• _Assigned task_:
Would you retype each of the records exactly as shown?

■ ■ ■

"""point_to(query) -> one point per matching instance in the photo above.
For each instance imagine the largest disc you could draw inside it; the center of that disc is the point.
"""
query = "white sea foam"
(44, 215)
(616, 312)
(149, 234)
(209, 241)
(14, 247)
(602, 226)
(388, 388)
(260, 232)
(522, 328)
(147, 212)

■ ■ ■

• _Reply to the task_:
"""point_to(query) -> one point per matching instance in the photo above.
For each instance imagine the largest disc you could draw inside it; the center of that disc is the point.
"""
query = "white sea foam"
(44, 215)
(616, 312)
(149, 234)
(209, 241)
(14, 247)
(602, 226)
(388, 388)
(260, 232)
(522, 328)
(147, 212)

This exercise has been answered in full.